- _TEXT PASSAGE_:
# # # #

When examining blocked request(s), it can be helpful to ask questions such as the following.
Sometimes an application will expect and accept inputs that Reblaze blocks by default. Example: the site might use a CMS which accepts HTML/Javascript POST requests. However, out of the box, Reblaze is often configured to block requests containing POST. Thus, Reblaze would need to be re-configured to match the application it is protecting. (In this example, it's a simple toggle switch in the WAF/IPS Policies interface.)
If the range of valid inputs has changed, but Reblaze was not re-configured, then FP errors can result.
Is the block happening to multiple users?
If a single IP is being blocked, but other requestors for the same URI are being allowed through, the block is more likely to be the correct response to this IP's request. This is especially true when the single IP has attempted other questionable activities.
Conversely, if multiple requestors are being blocked, and they seem to be innocuous otherwise, this indicates the problem might be a FP.
There are some situations where a request is blocked even though Reblaze has no obvious reason to be blocking it. This can occur when Reblaze is not actually the entity making the decision.
The upstream server can reject requests. These requests can be displayed in the View Log withreason:by origin
as the filter.

# # # #

- _DATA SUPPLIED_:
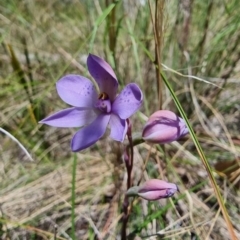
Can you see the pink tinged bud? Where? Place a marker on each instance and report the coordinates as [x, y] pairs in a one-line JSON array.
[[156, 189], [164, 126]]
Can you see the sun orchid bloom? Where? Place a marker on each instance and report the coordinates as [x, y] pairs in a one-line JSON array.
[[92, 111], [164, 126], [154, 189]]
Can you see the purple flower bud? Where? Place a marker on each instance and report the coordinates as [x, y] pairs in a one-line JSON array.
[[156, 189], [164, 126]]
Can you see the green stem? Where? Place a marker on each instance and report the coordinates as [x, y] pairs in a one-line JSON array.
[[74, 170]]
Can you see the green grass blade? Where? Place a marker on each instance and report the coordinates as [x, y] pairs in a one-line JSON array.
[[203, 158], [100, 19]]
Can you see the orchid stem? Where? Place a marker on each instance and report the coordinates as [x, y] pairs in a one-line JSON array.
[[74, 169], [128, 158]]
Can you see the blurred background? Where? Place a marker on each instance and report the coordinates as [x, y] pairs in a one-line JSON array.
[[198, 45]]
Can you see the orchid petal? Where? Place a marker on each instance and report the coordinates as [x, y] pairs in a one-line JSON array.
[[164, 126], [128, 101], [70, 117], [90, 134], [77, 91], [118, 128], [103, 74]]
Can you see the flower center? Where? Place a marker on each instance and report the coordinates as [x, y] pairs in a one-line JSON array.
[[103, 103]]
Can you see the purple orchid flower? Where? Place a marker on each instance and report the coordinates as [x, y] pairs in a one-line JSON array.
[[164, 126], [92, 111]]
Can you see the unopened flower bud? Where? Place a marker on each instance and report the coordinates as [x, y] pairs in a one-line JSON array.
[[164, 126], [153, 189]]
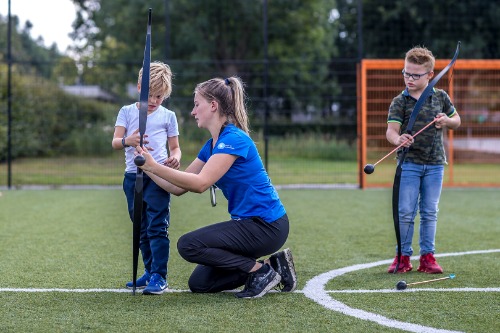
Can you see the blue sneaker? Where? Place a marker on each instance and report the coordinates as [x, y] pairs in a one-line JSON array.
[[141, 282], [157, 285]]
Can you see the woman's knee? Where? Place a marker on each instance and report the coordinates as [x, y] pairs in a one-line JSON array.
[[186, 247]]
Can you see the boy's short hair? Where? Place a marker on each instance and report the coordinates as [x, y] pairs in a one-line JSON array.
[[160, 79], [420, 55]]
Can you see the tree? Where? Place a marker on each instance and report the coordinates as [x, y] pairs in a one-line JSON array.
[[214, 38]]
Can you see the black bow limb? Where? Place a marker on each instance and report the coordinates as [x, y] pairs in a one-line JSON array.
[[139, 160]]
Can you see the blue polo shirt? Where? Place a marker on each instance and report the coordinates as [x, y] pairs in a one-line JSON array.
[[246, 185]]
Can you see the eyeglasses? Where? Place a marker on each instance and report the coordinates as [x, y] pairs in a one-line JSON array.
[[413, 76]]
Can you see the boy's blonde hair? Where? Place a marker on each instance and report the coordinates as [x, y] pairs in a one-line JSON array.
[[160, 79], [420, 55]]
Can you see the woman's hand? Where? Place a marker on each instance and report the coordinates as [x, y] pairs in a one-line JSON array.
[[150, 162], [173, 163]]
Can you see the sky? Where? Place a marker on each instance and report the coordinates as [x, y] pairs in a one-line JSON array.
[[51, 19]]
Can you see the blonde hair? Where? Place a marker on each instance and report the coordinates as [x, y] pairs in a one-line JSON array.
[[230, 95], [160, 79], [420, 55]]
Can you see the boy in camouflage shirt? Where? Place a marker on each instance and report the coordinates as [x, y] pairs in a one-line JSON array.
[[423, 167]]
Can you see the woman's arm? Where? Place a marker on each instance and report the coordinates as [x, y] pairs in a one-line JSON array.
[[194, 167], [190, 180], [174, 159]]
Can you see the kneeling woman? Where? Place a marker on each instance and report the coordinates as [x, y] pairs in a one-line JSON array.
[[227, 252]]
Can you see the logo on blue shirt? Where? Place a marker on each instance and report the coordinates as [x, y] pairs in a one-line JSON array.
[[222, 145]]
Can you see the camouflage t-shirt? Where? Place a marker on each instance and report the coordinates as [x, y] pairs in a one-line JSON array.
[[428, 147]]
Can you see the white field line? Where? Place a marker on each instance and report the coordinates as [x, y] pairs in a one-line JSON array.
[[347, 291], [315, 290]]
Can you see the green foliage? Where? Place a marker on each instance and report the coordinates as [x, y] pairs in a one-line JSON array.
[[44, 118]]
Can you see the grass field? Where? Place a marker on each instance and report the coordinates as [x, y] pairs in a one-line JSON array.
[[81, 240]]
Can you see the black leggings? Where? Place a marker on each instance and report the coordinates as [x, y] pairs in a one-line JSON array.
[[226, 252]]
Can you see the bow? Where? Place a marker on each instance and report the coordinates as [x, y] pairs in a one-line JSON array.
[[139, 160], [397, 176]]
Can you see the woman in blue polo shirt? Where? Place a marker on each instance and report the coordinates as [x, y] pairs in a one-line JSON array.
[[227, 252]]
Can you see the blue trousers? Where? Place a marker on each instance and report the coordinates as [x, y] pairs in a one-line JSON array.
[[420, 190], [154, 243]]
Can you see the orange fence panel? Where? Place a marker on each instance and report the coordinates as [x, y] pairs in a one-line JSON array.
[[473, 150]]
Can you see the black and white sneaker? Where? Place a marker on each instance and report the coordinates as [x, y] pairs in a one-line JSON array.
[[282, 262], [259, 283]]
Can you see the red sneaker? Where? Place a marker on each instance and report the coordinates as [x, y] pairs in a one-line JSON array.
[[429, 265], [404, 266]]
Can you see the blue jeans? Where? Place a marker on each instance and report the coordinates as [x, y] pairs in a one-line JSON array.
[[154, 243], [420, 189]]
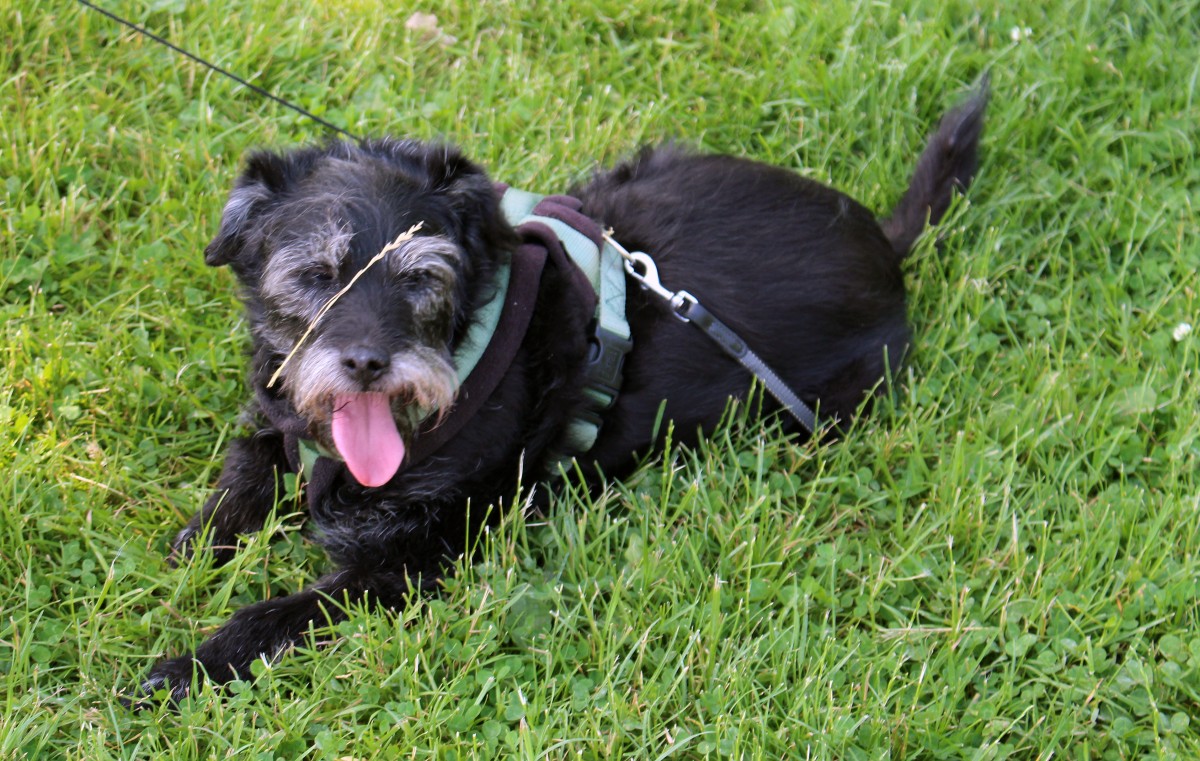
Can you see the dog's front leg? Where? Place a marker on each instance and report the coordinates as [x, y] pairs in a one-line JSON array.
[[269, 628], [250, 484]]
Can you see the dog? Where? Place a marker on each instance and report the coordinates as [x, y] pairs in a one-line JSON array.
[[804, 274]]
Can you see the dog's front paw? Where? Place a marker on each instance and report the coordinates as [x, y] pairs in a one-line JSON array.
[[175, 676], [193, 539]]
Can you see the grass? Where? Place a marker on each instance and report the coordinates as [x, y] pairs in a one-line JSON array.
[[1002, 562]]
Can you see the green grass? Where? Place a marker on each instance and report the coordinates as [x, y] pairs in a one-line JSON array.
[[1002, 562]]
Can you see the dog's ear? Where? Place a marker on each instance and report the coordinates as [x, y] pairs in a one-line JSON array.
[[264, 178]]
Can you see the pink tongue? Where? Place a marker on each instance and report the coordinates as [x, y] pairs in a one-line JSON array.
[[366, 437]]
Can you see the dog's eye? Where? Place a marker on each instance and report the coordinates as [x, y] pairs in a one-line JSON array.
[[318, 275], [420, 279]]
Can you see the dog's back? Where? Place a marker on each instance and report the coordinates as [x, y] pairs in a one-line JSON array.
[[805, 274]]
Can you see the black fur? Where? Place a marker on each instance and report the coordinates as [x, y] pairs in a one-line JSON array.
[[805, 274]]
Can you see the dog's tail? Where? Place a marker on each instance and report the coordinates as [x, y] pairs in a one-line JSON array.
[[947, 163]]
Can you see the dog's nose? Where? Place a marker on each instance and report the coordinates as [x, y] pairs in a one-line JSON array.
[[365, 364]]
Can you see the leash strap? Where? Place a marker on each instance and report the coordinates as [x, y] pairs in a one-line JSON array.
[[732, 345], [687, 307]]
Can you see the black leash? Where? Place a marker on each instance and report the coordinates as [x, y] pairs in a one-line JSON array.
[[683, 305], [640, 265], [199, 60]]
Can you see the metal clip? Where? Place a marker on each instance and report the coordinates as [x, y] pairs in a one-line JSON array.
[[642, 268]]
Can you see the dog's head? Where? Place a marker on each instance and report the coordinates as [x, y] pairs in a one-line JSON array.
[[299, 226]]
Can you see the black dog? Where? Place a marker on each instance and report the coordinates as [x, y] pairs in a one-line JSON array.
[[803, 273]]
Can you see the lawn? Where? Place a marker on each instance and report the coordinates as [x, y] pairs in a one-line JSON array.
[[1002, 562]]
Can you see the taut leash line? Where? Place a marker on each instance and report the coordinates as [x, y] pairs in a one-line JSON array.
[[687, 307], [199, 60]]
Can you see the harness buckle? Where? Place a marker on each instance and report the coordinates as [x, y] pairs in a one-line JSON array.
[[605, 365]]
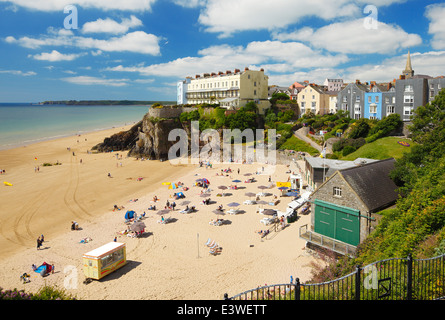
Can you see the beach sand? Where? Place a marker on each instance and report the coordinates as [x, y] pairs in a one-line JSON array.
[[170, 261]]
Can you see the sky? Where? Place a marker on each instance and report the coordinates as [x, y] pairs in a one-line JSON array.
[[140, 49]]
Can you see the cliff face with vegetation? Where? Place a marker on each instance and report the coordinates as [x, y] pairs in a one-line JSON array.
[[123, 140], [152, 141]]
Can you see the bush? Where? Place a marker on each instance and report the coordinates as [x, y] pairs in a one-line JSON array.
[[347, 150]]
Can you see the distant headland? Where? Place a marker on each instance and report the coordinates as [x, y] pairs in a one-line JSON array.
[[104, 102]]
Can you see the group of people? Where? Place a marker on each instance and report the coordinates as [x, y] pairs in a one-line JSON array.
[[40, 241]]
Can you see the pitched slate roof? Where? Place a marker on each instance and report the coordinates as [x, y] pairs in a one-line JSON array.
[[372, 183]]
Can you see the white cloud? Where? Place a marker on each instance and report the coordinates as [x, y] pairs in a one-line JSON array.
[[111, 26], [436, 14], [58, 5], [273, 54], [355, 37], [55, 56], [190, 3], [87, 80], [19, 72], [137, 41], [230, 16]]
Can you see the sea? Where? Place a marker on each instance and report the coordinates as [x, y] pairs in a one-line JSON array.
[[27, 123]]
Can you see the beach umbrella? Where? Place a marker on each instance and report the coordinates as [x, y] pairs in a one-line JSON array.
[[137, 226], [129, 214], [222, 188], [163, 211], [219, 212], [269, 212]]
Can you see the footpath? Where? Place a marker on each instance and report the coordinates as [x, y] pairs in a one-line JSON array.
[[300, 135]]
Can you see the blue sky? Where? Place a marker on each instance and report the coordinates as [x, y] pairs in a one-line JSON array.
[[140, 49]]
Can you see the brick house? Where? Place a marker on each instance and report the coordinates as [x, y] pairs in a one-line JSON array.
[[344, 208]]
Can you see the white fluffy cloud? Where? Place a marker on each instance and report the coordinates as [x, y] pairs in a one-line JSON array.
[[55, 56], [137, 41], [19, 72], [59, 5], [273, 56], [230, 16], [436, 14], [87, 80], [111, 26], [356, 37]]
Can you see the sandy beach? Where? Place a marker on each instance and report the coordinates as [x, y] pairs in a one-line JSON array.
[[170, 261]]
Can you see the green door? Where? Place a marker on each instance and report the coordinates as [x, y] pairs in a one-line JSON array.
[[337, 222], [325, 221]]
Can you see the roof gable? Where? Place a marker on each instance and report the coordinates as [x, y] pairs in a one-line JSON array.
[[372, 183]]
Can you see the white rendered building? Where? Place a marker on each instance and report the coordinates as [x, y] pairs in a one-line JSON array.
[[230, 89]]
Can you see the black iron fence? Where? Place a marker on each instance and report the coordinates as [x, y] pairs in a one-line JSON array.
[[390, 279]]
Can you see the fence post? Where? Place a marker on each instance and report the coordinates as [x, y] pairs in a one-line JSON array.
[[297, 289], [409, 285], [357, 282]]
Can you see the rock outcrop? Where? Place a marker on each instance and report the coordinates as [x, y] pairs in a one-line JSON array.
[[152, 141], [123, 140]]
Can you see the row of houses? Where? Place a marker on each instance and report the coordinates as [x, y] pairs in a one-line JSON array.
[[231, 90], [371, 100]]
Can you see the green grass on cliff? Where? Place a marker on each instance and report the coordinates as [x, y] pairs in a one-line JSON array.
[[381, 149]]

# # # #

- _TASK SET_:
(a) Using the text on blocked requests, answer each question on its own line:
(i) In the example, what kind of requests does the site's CMS accept?
(ii) In which interface is the toggle switch for that example found?
(iii) Besides Reblaze, what can reject requests?
(b) Decide whether each statement agrees with the text on blocked requests. Answer yes or no, and quote the words from the text that settle it.
(i) Out of the box, Reblaze is often set to block requests containing POST.
(ii) When one IP is blocked but others requesting the same URI get through, the block is probably a false positive.
(iii) When several otherwise harmless requestors are blocked, a false positive may be the cause.
(c) Pick up the text on blocked requests after its final sentence and keep writing.

- _ANSWER SET_:
(a)
(i) HTML/Javascript POST requests
(ii) The WAF/IPS Policies interface
(iii) The upstream server

(b)
(i) Yes: "out of the box, Reblaze is often configured to block requests containing POST"
(ii) No: "the block is more likely to be the correct response to this IP's request"
(iii) Yes: "this indicates the problem might be a FP"

(c)
Reblaze can use ACLs with external sources of information, e.g. Spamhaus. Example: a request is blocked with a reason of acl-ip
. The reason indicates a Reblaze ACL blocked the request because of its IP—but what if you didn't configure any ACLs to reject specific IPs? The answer is that there are several ACLs which rely on external lists of hostile IPs, such as Spamhaus DROP and eDrop.
Example: a web user visited a landing page, entered contact details into a form, and then tried to proceed to the next page. However, the request to proceed was blocked.
This could be a FP due to "junk input." Perhaps the user entered a phone number of "1111111111" and it was rejected by the upstream application. Or perhaps the page itself autocompleted a field and inadvertently created junk input on its own.
If requestors are being blocked for violating rate limits, and the rate limits are very stringent, then perhaps the limits are too tight, and they need to be relaxed.
Or, perhaps the block is the result of content filtering. This feature is powerful, and it is possible to mistakenly configure it to be too restrictive.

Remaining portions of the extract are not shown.